## Required work
Please reproduce all of the listing below exactly and drop its images.

## Data for the task
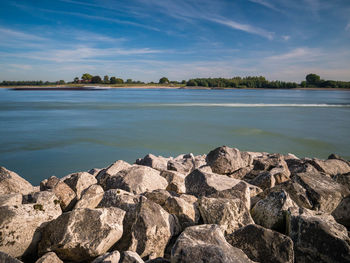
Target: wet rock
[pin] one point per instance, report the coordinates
(49, 257)
(11, 183)
(262, 245)
(83, 234)
(80, 181)
(90, 197)
(20, 224)
(226, 160)
(317, 237)
(159, 163)
(229, 214)
(137, 179)
(64, 193)
(270, 212)
(10, 199)
(111, 257)
(110, 171)
(130, 257)
(203, 243)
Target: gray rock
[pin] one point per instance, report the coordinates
(83, 234)
(229, 214)
(130, 257)
(317, 237)
(80, 181)
(137, 179)
(270, 212)
(111, 257)
(90, 197)
(20, 224)
(49, 257)
(262, 245)
(226, 160)
(205, 243)
(10, 183)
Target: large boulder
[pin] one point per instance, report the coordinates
(137, 179)
(230, 214)
(226, 160)
(90, 197)
(263, 245)
(317, 237)
(83, 234)
(20, 224)
(205, 243)
(10, 183)
(79, 182)
(111, 170)
(64, 193)
(270, 212)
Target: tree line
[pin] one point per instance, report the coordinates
(311, 80)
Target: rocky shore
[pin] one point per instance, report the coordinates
(226, 206)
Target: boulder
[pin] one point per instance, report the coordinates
(205, 243)
(111, 170)
(159, 163)
(263, 245)
(90, 197)
(83, 234)
(342, 213)
(130, 257)
(137, 179)
(270, 212)
(10, 199)
(226, 160)
(49, 257)
(10, 183)
(64, 193)
(317, 237)
(229, 214)
(111, 257)
(176, 181)
(20, 224)
(324, 193)
(79, 182)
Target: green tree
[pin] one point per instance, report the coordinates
(163, 80)
(312, 79)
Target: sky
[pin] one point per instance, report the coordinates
(179, 39)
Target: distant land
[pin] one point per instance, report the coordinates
(312, 81)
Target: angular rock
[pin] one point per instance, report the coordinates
(130, 257)
(270, 212)
(229, 214)
(90, 197)
(317, 237)
(10, 199)
(64, 193)
(80, 181)
(159, 163)
(137, 179)
(226, 160)
(205, 243)
(83, 234)
(20, 224)
(11, 183)
(110, 171)
(49, 257)
(262, 245)
(342, 213)
(111, 257)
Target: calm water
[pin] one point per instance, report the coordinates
(44, 133)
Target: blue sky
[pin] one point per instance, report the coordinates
(180, 39)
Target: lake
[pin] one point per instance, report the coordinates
(45, 133)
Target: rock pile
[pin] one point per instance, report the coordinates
(226, 206)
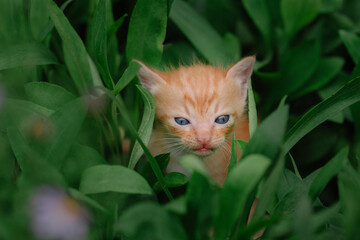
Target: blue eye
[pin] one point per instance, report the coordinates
(182, 121)
(222, 119)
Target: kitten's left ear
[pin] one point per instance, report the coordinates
(241, 72)
(149, 78)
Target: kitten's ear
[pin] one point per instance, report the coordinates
(241, 72)
(148, 78)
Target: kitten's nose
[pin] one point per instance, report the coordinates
(203, 137)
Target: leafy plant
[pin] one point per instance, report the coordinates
(73, 116)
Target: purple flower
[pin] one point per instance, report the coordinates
(55, 215)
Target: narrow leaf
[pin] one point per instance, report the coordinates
(239, 184)
(146, 125)
(352, 42)
(346, 96)
(98, 40)
(34, 168)
(259, 13)
(48, 95)
(147, 31)
(148, 220)
(296, 14)
(75, 53)
(26, 54)
(268, 137)
(127, 77)
(233, 157)
(207, 41)
(105, 178)
(67, 122)
(326, 173)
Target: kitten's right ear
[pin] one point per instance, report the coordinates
(149, 79)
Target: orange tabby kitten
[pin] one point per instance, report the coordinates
(197, 110)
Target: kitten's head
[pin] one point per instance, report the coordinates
(197, 107)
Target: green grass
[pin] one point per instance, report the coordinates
(72, 115)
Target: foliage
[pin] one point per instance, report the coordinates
(72, 115)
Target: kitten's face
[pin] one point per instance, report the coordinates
(197, 107)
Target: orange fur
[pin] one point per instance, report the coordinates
(200, 94)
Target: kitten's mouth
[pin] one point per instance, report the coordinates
(203, 151)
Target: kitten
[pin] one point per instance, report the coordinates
(197, 110)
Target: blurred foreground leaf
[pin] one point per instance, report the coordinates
(34, 168)
(351, 42)
(327, 172)
(347, 95)
(74, 49)
(147, 30)
(67, 122)
(239, 184)
(98, 43)
(48, 95)
(207, 41)
(26, 54)
(105, 178)
(146, 125)
(148, 220)
(296, 14)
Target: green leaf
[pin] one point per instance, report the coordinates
(327, 172)
(26, 54)
(287, 204)
(242, 145)
(112, 29)
(268, 190)
(34, 168)
(352, 42)
(79, 158)
(349, 193)
(88, 201)
(148, 220)
(259, 13)
(201, 200)
(105, 178)
(18, 112)
(346, 96)
(173, 180)
(207, 41)
(253, 122)
(327, 69)
(127, 77)
(303, 219)
(296, 14)
(147, 31)
(328, 6)
(304, 56)
(66, 122)
(147, 172)
(268, 137)
(146, 125)
(193, 164)
(241, 181)
(154, 165)
(98, 40)
(76, 57)
(47, 95)
(233, 157)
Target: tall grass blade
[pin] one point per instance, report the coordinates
(26, 54)
(98, 43)
(147, 30)
(77, 57)
(146, 125)
(207, 41)
(346, 96)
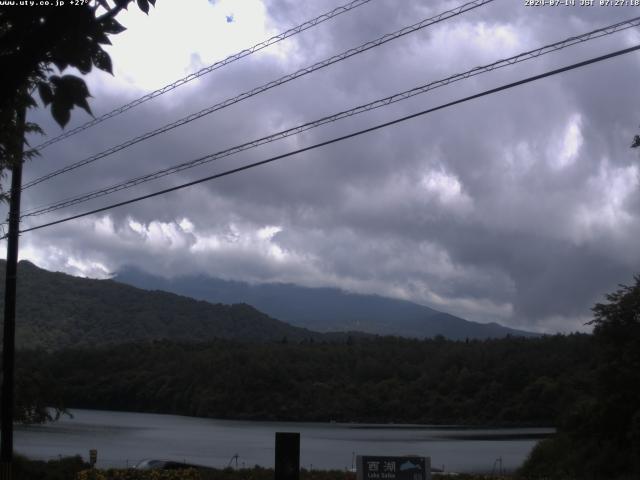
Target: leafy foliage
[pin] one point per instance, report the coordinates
(600, 435)
(500, 382)
(38, 40)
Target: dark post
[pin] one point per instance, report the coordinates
(287, 456)
(8, 345)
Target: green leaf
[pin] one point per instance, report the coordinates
(143, 5)
(45, 93)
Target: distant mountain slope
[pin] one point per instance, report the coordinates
(55, 310)
(324, 309)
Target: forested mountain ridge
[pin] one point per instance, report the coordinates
(509, 381)
(324, 309)
(56, 310)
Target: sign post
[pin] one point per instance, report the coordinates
(393, 468)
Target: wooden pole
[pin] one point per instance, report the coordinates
(8, 350)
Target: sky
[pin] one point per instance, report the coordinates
(522, 207)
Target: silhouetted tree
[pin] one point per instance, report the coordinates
(34, 40)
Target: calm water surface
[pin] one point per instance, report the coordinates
(123, 439)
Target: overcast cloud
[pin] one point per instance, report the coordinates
(521, 207)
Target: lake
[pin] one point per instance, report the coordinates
(123, 439)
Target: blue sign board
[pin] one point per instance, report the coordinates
(393, 468)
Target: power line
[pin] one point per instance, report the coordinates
(531, 54)
(230, 59)
(287, 78)
(341, 138)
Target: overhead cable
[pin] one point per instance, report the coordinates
(521, 57)
(339, 139)
(230, 59)
(267, 86)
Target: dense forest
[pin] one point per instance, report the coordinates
(506, 381)
(55, 310)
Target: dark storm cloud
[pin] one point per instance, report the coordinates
(521, 207)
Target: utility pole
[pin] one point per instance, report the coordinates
(8, 349)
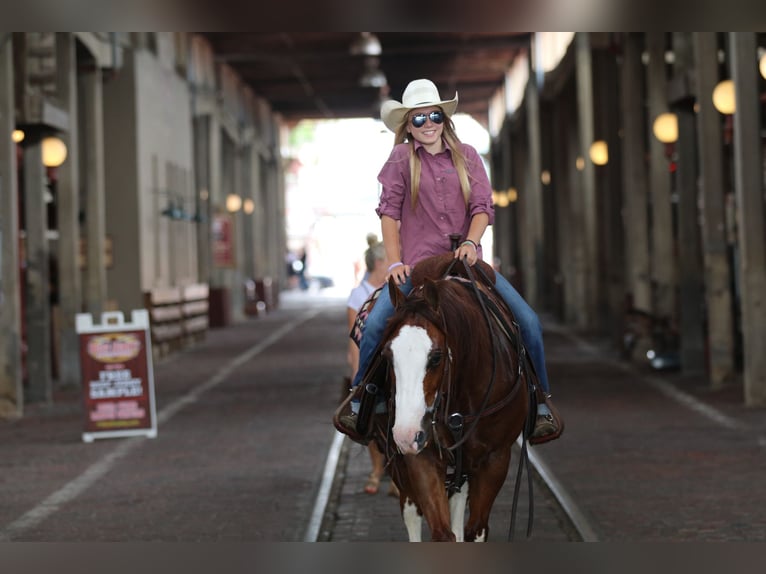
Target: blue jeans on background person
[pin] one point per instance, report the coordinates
(529, 323)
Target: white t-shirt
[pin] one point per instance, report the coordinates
(359, 294)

## Response
Target: wet rock
[pin] one point per instance, report the coordinates
(49, 257)
(11, 183)
(262, 245)
(83, 234)
(80, 181)
(90, 197)
(20, 224)
(226, 160)
(317, 237)
(159, 163)
(229, 214)
(137, 179)
(64, 193)
(270, 212)
(10, 199)
(111, 257)
(110, 171)
(130, 257)
(203, 243)
Target: gray rock
[pin] one point per instance, report the coordinates
(83, 234)
(229, 214)
(130, 257)
(317, 237)
(80, 181)
(137, 179)
(270, 212)
(111, 257)
(90, 197)
(20, 224)
(49, 257)
(262, 245)
(226, 160)
(205, 243)
(10, 183)
Target: large boulder
[pin] one point per instance, report the coordinates
(137, 179)
(230, 214)
(226, 160)
(90, 197)
(263, 245)
(317, 237)
(83, 234)
(20, 224)
(205, 243)
(10, 183)
(79, 182)
(111, 170)
(64, 193)
(270, 212)
Target: tree line
[pin] one point per instance, report the coordinates
(311, 80)
Target: rocky shore
[pin] one point per instance, report the coordinates
(226, 206)
Target: boulder
[pin] one point per instance, report the coordinates
(205, 243)
(111, 170)
(159, 163)
(263, 245)
(90, 197)
(83, 234)
(342, 213)
(130, 257)
(137, 179)
(270, 212)
(10, 199)
(226, 160)
(49, 257)
(10, 183)
(64, 193)
(317, 237)
(229, 214)
(111, 257)
(176, 181)
(20, 224)
(324, 193)
(79, 182)
Target: green tree
[pin] one point per instance, report the coordinates
(163, 80)
(312, 79)
Target: sky
[pin] one point per instance, report the coordinates
(179, 39)
Target: distant land
[pin] one point per instance, report the coordinates
(312, 81)
Target: angular rock
[pin] one point per instance, report the coordinates
(130, 257)
(270, 212)
(229, 214)
(90, 197)
(317, 237)
(10, 199)
(64, 193)
(80, 181)
(159, 163)
(137, 179)
(226, 160)
(205, 243)
(83, 234)
(20, 224)
(11, 183)
(110, 171)
(49, 257)
(262, 245)
(342, 213)
(111, 257)
Target: calm water
[pin] one point per instance, report the coordinates
(44, 133)
Target: blue sky
[pin] one point per instance, report the coordinates
(180, 39)
Target: lake
[pin] one point per instance, report the coordinates
(45, 133)
Target: rock pile
[pin] one point per instance, report the coordinates
(226, 206)
Target: blue eye
[pin] one point per instance, report the coordinates
(182, 121)
(222, 119)
Target: kitten's left ear
[pin] one point per instance, report the coordinates
(241, 72)
(149, 78)
Target: kitten's ear
[pin] one point per instance, report the coordinates
(241, 72)
(148, 78)
Target: kitten's nose
[pin] one point per instance, report the coordinates
(203, 137)
Target: leafy plant
[pin] one point per instance, report the coordinates
(73, 116)
Target: purple flower
[pin] one point per instance, report the coordinates
(55, 215)
Target: narrow leaf
[pin] one point per instance, report the coordinates
(239, 184)
(146, 125)
(352, 42)
(346, 96)
(98, 40)
(34, 168)
(259, 13)
(48, 95)
(147, 31)
(148, 220)
(296, 14)
(75, 53)
(26, 54)
(268, 137)
(127, 77)
(233, 157)
(207, 41)
(105, 178)
(67, 122)
(326, 173)
Target: kitten's right ear
[pin] one point per instance, report the coordinates
(149, 79)
Target: orange tabby kitten
[pin] one point per instance, report the coordinates
(197, 110)
Target: kitten's head
[pin] one point per instance, report the coordinates
(197, 107)
Target: green grass
[pin] one point per instance, report the coordinates
(72, 115)
Target: foliage
[pin] one point per instance, report the coordinates
(72, 115)
Target: kitten's face
[pin] one point per instance, report the coordinates
(197, 107)
Target: orange fur
[pin] one point per instance, report the coordinates
(200, 94)
Target: kitten's mouth
[pin] one point per instance, report the coordinates
(203, 151)
Target: kitten
[pin] one point per instance, report the coordinates
(197, 110)
Target: blurred foreground leaf
[pin] one point per instance, report the coordinates
(34, 168)
(351, 42)
(327, 172)
(347, 95)
(74, 49)
(147, 30)
(67, 122)
(239, 184)
(98, 43)
(48, 95)
(207, 41)
(26, 54)
(105, 178)
(146, 125)
(148, 220)
(296, 14)
Target: green leaf
[pin] one point per instance, report the coordinates
(327, 172)
(26, 54)
(287, 204)
(242, 145)
(112, 29)
(268, 190)
(34, 168)
(352, 42)
(79, 158)
(349, 193)
(88, 201)
(148, 220)
(259, 13)
(201, 200)
(105, 178)
(18, 112)
(346, 96)
(173, 180)
(207, 41)
(253, 122)
(327, 69)
(127, 77)
(303, 219)
(296, 14)
(147, 31)
(328, 6)
(304, 56)
(66, 122)
(147, 172)
(268, 137)
(146, 125)
(193, 164)
(241, 181)
(154, 165)
(98, 40)
(76, 57)
(47, 95)
(233, 157)
Target: tall grass blade
[pin] one point per instance, report the coordinates
(26, 54)
(98, 43)
(147, 30)
(77, 57)
(146, 125)
(207, 41)
(346, 96)
Target: leafy foliage
[pin] one point per instance, report the coordinates
(600, 435)
(500, 382)
(38, 40)
Target: dark post
[pin] one point per instance, report the coordinates
(287, 456)
(8, 345)
Target: green leaf
[pin] one point per instance, report the coordinates
(143, 5)
(45, 93)
Target: distant mountain slope
[pin] one point per instance, report the coordinates
(55, 310)
(324, 309)
Target: forested mountain ridge
[pin] one point per instance, report the coordinates
(509, 381)
(324, 309)
(56, 310)
Target: sign post
[pin] one point per instance, report the coordinates
(393, 468)
Target: wooden pole
[pin] one point per instance, report the coordinates
(8, 350)
Target: sky
[pin] one point per instance, report the coordinates
(522, 207)
Target: silhouetted tree
[pin] one point per instance, report the coordinates
(34, 40)
Target: calm water surface
[pin] one point per instance, report the coordinates
(123, 439)
Target: overcast cloud
[pin] one point per instance, report the coordinates
(521, 207)
Target: lake
[pin] one point per instance, report the coordinates
(123, 439)
Target: blue sign board
[pin] one point per instance, report the coordinates
(393, 468)
Target: power line
[pin] one point per instance, report the coordinates
(531, 54)
(230, 59)
(287, 78)
(341, 138)
Target: overhead cable
[pin] one point per instance, report the coordinates
(521, 57)
(339, 139)
(230, 59)
(267, 86)
Target: dense forest
[pin] one point per instance, report the coordinates
(506, 381)
(55, 310)
Target: dark storm cloud
[pin] one point per instance, report the coordinates
(521, 207)
Target: utility pole
[pin] one point per instance, report the coordinates
(8, 349)
Target: blue jeans on background person
[pin] one point per instance, report the coordinates
(529, 323)
Target: white t-shirt
[pin] one point per instance, report the coordinates
(359, 294)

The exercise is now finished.